> [REQUIRED TASK]: Omit all pictures. Quote only the lines from the one with "Question. For every instance of the utility" through the end of the material below.

> [INFORMATION SHOWN]:
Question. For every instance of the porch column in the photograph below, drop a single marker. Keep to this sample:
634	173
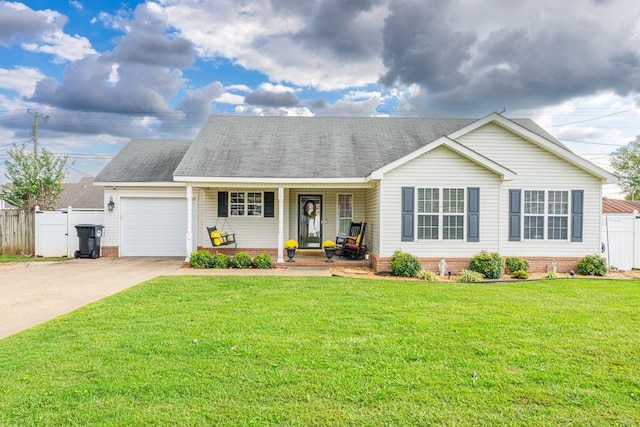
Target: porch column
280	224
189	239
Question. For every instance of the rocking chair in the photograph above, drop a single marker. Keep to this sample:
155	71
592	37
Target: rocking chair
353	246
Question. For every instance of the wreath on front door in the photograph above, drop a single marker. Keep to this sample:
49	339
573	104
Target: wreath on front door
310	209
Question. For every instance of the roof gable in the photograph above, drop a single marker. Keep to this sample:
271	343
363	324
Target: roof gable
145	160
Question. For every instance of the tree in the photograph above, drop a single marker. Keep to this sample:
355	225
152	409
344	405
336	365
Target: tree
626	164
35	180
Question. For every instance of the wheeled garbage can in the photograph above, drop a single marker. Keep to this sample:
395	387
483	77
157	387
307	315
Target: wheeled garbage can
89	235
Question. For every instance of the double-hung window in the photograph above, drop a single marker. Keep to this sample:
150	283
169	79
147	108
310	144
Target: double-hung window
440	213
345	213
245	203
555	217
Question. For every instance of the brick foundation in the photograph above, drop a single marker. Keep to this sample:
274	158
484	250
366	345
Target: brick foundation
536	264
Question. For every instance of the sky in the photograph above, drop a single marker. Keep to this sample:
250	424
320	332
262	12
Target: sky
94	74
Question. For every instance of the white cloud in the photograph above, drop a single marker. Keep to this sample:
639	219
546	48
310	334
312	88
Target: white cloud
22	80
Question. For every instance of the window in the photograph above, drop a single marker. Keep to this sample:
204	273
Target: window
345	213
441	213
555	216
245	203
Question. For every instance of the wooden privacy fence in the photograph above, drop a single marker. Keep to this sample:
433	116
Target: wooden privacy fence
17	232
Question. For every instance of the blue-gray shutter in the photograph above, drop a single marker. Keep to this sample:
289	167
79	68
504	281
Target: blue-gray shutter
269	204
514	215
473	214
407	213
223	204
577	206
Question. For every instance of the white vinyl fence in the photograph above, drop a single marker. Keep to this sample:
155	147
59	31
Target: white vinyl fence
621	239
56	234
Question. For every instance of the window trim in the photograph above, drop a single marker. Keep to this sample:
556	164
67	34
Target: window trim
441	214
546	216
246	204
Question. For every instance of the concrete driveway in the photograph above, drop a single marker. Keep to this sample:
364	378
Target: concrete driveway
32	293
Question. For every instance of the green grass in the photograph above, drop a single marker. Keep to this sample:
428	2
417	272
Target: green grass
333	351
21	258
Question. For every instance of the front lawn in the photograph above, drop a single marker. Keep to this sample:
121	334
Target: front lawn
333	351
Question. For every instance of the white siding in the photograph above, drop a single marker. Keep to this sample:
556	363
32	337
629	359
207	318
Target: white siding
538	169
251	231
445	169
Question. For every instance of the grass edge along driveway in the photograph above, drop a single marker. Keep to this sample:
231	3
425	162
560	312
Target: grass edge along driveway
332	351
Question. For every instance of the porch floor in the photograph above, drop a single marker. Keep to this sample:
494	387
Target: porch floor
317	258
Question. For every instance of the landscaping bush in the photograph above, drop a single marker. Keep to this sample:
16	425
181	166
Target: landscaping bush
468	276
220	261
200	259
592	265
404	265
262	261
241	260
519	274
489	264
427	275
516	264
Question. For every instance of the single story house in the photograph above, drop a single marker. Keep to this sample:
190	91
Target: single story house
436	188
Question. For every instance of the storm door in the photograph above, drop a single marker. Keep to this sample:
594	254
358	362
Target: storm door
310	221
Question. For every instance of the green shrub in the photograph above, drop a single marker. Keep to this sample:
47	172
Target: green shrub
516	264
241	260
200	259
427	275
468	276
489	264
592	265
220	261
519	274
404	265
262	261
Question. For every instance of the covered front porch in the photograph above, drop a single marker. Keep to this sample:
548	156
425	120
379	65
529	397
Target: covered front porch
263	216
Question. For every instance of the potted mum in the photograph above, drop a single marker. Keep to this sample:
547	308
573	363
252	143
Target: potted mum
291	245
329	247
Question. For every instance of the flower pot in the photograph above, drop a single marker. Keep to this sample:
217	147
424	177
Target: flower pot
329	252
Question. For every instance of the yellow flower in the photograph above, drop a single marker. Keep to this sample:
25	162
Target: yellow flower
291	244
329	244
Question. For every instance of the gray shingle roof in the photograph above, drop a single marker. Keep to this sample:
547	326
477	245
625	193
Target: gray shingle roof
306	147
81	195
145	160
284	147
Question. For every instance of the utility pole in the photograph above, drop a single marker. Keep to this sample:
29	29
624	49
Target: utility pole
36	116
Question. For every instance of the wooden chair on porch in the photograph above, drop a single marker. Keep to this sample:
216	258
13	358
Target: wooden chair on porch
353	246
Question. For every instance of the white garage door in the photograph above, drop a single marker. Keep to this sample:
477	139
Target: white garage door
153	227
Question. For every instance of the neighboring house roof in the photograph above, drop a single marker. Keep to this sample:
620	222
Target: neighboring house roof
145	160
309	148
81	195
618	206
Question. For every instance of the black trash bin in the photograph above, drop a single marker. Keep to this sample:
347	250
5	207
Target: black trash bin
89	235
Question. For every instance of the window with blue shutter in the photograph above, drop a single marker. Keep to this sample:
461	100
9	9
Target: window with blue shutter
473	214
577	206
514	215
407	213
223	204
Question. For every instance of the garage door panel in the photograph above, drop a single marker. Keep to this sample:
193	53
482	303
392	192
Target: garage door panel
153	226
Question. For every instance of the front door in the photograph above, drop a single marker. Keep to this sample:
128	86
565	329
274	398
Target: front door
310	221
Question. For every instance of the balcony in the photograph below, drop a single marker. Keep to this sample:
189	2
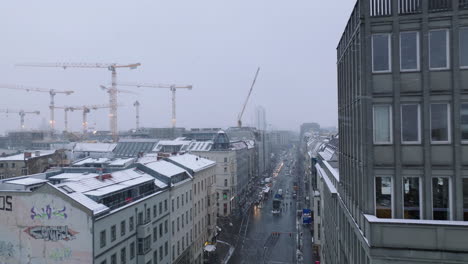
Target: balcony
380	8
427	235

> [PROBLEM SOLUTION]:
Question. For every instance of the utility pole in the photograph above, drop a single marker. Keep to this sample:
29	29
624	49
Target: utility pole
36	116
Question. For every instance of the wooden chair on porch in the photograph above, drop a single marker. Keep to this sample:
216	258
13	358
Target: wooden chair on porch
353	246
Question. For every instance of the white garage door in the photograph above, drop a single marker. Keep to this sample:
477	139
Target: white garage door
153	227
Question. For every instance of the neighboring house roof in the photograph above, drop a single marker. Keep to this sample:
620	222
Target: neighboring house roof
145	160
309	148
81	195
618	206
Question. For every instance of the black trash bin in the photograph above, drop a single marker. Keep to this sample:
347	250
5	207
Target: black trash bin
89	235
Question. For every instance of the window with blue shutter in the photograph above, drop a single marker. Keep to this sample:
461	100
9	9
Target: window with blue shutter
473	214
577	206
514	215
407	213
223	204
Question. For every instance of the garage door panel in the photograph above, drop a single marker. Keep to this sample:
193	53
482	303
392	192
Target: garage door panel
153	226
Question. For every instance of the front door in the photograph above, drop a single marker. Keep to this sample:
128	86
565	329
274	398
Target: front door
310	221
Question. For every instance of the balcony in the photograph below, drop a single marker. Keep to this sample:
189	2
Target: balcony
380	8
427	235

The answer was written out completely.